En muchos cuentos tradicionales es fácil encontrarse con dos elementos (de vital importancia para el ser humano) asumiendo gran protagonismo (de manera central o periférica) en la trama de la historia. Estos dos asuntos no son otros que la comida (imprescindible para la pervivencia del individuo) y el sexo (imprescindible para la pervivencia de la especie). La necesidad de comida y sexo son dos pulsiones que están incluidas en la base de la pirámide de las necesidades humanas que diseñó el psicólogo americano Abraham Maslow; ambas comparten muchas características pero, de entre todas ellas, querría señalar una: ambas pueden resultar extremadamente placenteras.

Comer para sobrevivir y tener sexo para perpetuarse han devenido en goce. El placer de una buena comida y el disfrute del buen sexo ungen de un carácter festivo algo que, en principio, debería ser una mera tarea, un puro trámite para la subsistencia.

Este asunto del goce ha hecho que quienes se consideran investidos por el dogma y se piensan con la capacidad de legislar sobre lo que (ellos creen que) está bien o está mal hayan fijado su atención en estas cuestiones pues, todo lo que resulta un placer para la carne, parece contravenir la idea del valle de lágrimas y, sobre todo, parece lastrar los placeres espirituales (que no espirituosos) que son, supuestamente, más puros y elevados.

Sin embargo, seamos o no alma, lo que parece claro es que sí somos carne. Y la carne pide carne para la celebración de los días. Esta contumacia en festejar la carne tiene su reflejo en los cuentos (acaso no haya nada más humano que estos) que no cesan de incluir comida y sexo hasta en aquellos considerados más del gusto infantil (y si no me creen asómense al libro de Bruno Bettelheim: Psicoanálisis de los cuentos de hadas, ed. Crítica). Y es que, según parece, a lo largo de los siglos se ha pasado mucha hambre (y no solo de comida) y una buena manera de llegar al hartazgo era a través de la ilusión (y las enseñanzas) que los cuentos nos ofrecían.

Pero centrémonos en los cuentos sexuales, obscenos, procaces, vergonzantes, picantes, eróticos... de la tradición oral.

## Ejercicio escrito
Prosigue el texto sobre la comida y el sexo en los cuentos tradicionales desde su última oración. Los ítems no intervienen en esto.

## Material proporcionado
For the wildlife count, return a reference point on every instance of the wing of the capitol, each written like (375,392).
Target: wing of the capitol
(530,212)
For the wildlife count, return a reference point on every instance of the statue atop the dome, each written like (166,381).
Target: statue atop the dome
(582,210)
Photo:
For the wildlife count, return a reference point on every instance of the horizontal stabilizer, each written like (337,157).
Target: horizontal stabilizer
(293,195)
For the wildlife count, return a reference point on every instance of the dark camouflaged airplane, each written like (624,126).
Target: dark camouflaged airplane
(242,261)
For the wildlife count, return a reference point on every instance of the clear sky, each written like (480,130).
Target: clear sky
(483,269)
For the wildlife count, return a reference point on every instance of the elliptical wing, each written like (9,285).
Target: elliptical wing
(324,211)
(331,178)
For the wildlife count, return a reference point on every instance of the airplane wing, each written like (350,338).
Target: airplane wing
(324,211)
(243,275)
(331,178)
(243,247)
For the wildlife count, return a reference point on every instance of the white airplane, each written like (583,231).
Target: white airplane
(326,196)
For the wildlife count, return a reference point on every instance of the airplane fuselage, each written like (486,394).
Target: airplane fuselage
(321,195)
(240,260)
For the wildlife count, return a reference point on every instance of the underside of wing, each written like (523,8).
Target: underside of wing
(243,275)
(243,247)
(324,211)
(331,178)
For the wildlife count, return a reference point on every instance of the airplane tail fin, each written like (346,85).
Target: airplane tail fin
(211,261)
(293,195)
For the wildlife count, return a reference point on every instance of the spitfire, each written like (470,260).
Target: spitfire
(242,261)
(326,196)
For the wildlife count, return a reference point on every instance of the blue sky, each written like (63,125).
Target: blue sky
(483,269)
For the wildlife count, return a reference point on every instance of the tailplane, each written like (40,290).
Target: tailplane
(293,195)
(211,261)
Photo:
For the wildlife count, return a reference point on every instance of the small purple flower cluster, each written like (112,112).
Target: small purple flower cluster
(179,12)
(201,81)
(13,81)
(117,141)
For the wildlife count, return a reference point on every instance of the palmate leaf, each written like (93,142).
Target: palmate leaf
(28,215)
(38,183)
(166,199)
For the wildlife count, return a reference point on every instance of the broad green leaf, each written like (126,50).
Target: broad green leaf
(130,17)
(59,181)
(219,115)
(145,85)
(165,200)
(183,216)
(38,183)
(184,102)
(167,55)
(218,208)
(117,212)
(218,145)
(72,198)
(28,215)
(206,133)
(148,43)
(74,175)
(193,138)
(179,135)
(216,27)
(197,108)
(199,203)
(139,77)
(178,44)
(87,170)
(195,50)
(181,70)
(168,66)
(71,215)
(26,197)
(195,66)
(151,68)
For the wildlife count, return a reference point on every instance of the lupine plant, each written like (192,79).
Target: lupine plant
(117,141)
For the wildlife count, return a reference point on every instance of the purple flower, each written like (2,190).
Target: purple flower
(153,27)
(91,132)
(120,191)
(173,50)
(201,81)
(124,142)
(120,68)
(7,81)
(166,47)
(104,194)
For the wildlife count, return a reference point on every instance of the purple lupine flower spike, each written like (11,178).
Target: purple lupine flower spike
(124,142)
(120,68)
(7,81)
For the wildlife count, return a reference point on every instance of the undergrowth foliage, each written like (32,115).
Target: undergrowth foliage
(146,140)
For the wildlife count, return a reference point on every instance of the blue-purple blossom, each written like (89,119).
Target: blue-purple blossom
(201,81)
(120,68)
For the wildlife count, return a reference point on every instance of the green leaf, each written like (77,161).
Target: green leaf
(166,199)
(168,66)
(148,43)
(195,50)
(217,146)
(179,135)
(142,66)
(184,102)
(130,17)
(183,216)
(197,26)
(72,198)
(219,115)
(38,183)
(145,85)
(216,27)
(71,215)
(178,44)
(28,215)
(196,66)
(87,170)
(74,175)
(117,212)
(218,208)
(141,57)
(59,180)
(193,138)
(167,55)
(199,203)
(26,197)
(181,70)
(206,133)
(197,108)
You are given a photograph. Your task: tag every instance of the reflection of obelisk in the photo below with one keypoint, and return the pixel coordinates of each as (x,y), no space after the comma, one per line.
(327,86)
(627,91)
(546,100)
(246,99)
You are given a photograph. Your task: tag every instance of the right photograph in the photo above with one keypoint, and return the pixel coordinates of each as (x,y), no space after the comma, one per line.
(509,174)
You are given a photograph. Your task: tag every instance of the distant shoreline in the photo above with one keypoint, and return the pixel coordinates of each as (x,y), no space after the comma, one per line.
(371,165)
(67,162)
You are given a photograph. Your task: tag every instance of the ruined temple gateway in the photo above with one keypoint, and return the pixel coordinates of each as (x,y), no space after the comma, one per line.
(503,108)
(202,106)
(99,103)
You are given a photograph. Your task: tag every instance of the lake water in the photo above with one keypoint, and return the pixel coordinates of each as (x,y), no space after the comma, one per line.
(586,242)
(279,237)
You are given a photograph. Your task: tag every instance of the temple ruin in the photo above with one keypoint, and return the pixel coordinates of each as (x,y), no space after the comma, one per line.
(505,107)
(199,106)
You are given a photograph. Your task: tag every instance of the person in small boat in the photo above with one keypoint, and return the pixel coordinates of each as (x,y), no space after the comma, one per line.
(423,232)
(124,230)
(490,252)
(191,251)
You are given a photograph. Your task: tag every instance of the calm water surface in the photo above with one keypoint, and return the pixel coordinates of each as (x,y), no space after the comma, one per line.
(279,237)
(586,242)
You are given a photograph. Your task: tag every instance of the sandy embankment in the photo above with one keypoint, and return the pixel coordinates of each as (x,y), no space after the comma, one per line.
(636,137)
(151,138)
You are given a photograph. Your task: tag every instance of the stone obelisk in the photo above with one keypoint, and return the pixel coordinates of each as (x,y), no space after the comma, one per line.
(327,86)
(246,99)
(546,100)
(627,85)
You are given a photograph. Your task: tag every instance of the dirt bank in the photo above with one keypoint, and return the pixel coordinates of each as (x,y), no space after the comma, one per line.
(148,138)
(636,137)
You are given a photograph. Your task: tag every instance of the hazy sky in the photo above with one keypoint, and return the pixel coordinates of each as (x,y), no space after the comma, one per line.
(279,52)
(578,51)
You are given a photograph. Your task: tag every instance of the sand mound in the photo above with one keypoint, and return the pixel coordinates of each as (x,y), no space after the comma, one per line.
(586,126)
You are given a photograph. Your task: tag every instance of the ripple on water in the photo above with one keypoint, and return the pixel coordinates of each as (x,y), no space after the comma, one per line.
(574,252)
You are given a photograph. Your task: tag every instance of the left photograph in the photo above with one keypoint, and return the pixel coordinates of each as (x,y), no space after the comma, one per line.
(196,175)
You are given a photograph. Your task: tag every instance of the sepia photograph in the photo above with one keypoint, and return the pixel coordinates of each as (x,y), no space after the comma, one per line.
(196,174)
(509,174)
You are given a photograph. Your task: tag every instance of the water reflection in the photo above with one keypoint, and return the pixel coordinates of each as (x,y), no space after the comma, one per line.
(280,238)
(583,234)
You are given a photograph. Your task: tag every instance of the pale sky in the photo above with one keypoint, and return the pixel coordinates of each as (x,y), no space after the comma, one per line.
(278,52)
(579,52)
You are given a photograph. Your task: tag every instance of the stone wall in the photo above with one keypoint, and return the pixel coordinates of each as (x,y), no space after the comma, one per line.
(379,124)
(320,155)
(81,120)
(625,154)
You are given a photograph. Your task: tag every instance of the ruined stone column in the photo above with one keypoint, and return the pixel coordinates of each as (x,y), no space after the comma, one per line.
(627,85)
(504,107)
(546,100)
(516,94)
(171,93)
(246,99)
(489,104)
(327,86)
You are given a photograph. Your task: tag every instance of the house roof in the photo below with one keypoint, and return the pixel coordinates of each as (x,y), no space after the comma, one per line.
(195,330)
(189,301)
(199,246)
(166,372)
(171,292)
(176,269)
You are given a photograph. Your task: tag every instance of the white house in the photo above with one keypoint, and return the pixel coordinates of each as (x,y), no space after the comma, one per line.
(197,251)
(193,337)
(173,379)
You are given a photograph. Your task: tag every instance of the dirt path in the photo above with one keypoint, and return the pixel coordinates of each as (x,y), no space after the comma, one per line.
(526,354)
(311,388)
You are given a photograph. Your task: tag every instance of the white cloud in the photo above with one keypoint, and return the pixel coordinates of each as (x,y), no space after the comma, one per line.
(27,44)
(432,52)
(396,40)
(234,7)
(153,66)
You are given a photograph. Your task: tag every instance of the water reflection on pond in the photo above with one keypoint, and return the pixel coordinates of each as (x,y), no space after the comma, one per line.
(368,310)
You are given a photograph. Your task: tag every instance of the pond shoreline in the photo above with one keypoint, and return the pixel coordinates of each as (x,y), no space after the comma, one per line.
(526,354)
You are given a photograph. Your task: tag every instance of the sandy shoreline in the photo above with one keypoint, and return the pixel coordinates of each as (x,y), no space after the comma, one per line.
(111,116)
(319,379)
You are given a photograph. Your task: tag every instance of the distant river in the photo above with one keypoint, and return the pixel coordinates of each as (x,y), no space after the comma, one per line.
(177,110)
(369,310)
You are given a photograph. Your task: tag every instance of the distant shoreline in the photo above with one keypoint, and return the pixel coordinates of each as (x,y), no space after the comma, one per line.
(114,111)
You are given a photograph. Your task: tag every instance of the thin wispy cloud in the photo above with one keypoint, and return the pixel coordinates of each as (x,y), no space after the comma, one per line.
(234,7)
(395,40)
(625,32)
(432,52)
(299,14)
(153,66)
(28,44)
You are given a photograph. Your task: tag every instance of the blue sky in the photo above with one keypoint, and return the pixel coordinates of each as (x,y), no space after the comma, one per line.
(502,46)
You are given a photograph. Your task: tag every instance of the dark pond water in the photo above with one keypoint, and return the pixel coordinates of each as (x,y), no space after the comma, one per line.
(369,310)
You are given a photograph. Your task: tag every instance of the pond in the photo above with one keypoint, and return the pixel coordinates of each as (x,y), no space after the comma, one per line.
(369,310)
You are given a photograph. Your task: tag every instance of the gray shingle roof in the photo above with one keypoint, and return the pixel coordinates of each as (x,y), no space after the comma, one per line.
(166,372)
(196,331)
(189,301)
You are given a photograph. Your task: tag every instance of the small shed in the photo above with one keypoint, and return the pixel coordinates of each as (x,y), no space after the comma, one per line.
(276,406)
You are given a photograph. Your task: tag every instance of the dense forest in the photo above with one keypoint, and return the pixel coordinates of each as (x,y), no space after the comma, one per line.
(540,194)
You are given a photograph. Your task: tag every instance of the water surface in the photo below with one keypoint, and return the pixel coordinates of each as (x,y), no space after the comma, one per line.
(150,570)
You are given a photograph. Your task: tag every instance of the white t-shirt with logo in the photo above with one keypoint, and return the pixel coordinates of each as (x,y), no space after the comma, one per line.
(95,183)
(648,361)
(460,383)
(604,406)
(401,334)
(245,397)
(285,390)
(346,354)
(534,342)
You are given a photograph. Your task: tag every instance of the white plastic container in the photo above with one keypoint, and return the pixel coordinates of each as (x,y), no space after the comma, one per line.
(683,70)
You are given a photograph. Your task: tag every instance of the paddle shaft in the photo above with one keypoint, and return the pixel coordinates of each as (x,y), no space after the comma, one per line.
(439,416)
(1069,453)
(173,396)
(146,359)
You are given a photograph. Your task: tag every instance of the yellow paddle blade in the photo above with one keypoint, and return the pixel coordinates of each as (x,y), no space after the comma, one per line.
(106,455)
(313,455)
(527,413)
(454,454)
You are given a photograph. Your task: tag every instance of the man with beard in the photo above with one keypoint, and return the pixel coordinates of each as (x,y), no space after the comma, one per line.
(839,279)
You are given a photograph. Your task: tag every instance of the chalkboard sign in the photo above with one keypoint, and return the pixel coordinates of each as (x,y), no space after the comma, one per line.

## Resultado obtenido
En 1910 Aarne publica un primer intento del Catálogo tipológico del cuento folclórico: una clasificación de los tipos de cuentos tradicionales que hay en todas las culturas humanas. Para realizar esta clasificación se inspira en los tres volúmenes de los Cuentos populares rusos de Afanasiev. Dieciocho años después, en 1928, esta propuesta es revisada y mejorada por Thomson: el Catálogo tipológico quedaría fijado, de esta manera, hasta el siguiente siglo. Y eso a pesar de que ni Aarne ni Thomson incluyen en los tipos de cuentos los obscenos, procaces, vergonzantes... como si no supieran de su existencia o si por el mero hecho de no nombrarlos, no estuvieran. No es hasta 2004 cuando Uther vuelve a revisar el Catálogo tipológico y, ahora sí, incluye esta categoría de cuentos obscenos. Quizás no es extraño que esto haya sucedido de este modo: el propio Afanasiev tuvo que publicar un cuarto volumen de cuentos obscenos rusos fuera de su colección (en Suiza), una joya de la tradición oral vergonzante: Los cuentos prohibidos rusos. (Más información sobre el Catálogo tipológico aquí).

La tradición oral erótica y obscena ha estado siempre muy viva porque, como ya dijimos antes, la carne ha llamado siempre a la carne, a pesar de que desde las instituciones y entidades de poder se haya intentado obviar o anular. Esta es la primera de las cuestiones que hoy quería señalar en referencia a este tipo de cuentos: los cuentos que celebran el placer de la carne son cuentos alegres, festivos: porque estas cosas, bien es sabido, nos dan gusto. Sucede que la alegría y la risa son vías de escape al control, y eso, para quienes tratan de controlarnos, no resulta conveniente. Sobre esto no abundaré porque fue el propio Umberto Eco quien en su inolvidable El nombre de la rosa nos advirtió del peligro del humor. Es más fácil manejar a un rebaño de amargados (y con sentimiento de culpabilidad, qué gran invento) que a una alegre y bulliciosa reunión de gentes con ganas de reír juntos.

Los cuentos obscenos nos desnudan de tapujos y convenciones sociales y nos llevan directos a la piel: donde todo ocurre en verdad, donde habitan el dolor y la caricia, el deseo y la necesidad. De alguna manera contar y escuchar este tipo de cuentos es mostrar lo que importa (realmente importa) más allá de tantas preocupaciones y obligaciones que parecen atorar los días. Y este desvelar puede resultar peligroso para quienes tratan de que nos importen otras cosas.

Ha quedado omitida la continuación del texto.